(Dataset entries)
=====
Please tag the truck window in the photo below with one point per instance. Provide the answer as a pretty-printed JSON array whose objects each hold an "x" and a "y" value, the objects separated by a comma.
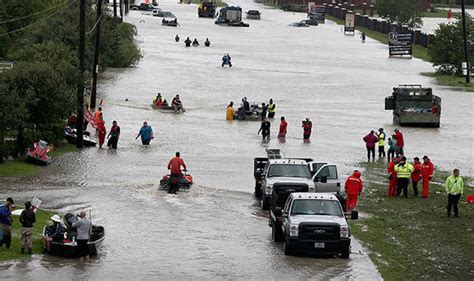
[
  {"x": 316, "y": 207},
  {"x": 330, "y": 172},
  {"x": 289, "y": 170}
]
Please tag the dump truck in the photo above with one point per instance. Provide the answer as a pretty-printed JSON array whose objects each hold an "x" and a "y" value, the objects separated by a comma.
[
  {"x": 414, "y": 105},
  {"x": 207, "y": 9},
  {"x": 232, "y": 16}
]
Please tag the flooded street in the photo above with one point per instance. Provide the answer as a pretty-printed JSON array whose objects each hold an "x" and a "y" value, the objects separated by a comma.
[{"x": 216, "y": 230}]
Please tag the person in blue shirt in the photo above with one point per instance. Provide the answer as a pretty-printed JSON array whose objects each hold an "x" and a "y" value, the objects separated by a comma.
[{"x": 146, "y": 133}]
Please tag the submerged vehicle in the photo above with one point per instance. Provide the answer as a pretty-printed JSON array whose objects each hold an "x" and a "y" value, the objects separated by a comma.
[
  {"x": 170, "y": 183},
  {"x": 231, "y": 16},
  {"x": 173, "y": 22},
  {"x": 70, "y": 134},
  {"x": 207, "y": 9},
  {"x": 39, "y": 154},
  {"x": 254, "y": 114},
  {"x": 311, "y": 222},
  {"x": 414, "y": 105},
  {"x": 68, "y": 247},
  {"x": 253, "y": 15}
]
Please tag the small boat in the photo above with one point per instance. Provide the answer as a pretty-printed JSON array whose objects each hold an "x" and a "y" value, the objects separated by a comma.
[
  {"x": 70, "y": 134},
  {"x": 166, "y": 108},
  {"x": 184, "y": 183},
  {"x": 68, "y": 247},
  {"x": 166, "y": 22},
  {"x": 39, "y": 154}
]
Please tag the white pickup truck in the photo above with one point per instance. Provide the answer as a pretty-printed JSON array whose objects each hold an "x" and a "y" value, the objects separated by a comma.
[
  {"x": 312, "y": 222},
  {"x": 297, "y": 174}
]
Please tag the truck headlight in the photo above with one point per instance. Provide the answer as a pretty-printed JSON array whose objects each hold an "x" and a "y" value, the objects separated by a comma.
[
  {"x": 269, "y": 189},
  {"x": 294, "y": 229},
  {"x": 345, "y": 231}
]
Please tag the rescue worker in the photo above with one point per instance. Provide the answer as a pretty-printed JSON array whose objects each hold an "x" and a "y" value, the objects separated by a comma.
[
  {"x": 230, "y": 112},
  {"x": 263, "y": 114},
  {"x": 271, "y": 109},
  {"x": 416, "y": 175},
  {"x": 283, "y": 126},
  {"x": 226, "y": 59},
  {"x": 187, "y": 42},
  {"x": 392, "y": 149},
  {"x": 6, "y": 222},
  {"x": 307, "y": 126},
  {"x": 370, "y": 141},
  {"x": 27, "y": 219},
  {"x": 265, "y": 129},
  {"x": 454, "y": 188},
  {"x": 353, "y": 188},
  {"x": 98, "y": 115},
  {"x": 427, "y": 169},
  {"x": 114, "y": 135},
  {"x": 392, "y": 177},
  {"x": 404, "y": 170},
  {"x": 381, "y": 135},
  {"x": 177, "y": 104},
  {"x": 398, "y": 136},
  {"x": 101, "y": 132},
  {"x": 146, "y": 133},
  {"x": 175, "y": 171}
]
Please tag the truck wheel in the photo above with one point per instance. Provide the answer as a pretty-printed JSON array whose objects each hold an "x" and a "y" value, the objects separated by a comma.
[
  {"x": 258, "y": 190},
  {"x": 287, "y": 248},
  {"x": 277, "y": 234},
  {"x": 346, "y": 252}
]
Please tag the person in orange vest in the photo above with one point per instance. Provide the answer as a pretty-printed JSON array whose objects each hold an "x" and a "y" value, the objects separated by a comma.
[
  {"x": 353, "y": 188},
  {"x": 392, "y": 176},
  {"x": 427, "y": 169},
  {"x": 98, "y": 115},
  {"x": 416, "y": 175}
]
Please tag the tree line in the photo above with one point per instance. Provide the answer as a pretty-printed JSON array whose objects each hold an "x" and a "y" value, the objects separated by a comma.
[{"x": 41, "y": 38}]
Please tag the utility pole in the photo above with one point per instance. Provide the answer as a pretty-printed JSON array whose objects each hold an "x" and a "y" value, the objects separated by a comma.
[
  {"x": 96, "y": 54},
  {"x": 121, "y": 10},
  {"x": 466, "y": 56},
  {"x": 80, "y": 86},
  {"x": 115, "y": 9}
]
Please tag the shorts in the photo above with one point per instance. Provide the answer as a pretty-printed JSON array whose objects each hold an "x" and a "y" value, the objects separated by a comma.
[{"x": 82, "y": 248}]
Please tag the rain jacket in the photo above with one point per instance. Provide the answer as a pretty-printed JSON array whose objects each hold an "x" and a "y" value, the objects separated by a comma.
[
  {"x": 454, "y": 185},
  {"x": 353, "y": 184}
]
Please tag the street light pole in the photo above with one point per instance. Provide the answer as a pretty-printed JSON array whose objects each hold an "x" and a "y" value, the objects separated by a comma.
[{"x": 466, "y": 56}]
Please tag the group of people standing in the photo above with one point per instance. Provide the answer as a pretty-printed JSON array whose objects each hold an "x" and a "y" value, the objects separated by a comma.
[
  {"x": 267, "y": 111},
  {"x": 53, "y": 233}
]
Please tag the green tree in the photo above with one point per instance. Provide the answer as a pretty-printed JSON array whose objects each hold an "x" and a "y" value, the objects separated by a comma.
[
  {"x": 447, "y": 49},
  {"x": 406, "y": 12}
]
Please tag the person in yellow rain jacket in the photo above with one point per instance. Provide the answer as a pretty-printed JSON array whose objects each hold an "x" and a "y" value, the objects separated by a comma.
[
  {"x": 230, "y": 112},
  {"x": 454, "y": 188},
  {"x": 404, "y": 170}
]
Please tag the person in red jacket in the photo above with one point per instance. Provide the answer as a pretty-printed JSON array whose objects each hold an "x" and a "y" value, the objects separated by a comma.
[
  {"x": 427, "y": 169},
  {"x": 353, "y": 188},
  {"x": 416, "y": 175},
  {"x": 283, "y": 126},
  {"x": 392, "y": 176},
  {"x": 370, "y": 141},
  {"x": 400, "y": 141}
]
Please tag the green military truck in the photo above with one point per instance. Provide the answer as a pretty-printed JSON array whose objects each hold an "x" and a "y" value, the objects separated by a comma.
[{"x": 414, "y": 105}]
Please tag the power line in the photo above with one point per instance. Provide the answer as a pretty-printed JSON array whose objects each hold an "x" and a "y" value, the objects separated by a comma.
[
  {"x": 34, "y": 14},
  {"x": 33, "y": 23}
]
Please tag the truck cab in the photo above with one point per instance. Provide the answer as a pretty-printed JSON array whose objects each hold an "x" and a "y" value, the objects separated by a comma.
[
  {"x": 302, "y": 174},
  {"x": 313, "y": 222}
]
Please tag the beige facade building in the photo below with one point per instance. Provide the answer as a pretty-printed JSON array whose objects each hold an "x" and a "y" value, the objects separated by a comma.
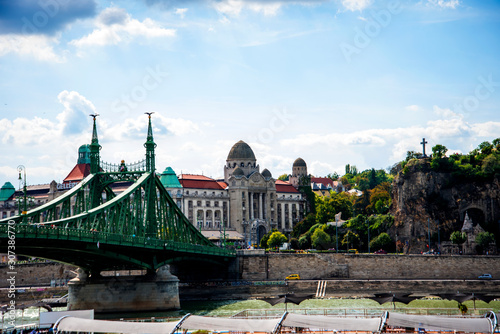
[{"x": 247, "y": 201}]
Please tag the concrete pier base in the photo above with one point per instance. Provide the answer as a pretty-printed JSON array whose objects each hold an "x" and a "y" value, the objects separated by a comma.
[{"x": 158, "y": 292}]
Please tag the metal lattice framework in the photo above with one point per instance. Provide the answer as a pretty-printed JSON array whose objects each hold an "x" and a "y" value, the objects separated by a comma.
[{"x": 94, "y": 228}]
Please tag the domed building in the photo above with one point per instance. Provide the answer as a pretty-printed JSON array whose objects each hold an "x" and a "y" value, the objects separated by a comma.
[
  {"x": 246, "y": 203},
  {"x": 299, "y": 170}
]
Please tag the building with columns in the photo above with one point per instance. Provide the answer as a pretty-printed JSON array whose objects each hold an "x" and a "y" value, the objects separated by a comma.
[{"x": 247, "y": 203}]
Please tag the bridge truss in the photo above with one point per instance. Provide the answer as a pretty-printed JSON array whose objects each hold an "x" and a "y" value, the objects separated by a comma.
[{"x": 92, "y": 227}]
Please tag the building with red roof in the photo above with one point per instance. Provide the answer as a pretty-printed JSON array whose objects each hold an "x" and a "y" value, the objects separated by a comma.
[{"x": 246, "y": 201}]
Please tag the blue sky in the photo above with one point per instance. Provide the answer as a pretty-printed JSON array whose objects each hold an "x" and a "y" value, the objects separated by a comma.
=====
### [PROBLEM STATEMENT]
Lines from the one holding "Please tag the building with red" to the last line of the records: return these exactly, and only these.

### [TASK ANSWER]
Please tag the building with red roof in the photo above with one point per instance. Provide the answer as a pretty-printed JSON array whose objects each hold an "x" and a "y" value, the objects separated by a comma.
[{"x": 246, "y": 201}]
Please tag the blue sky in the photo above with one point per instance. Provide the answer as a pretty-printed JSON array whose objects each hold an "x" and a "y" value, the objects separated by a comma.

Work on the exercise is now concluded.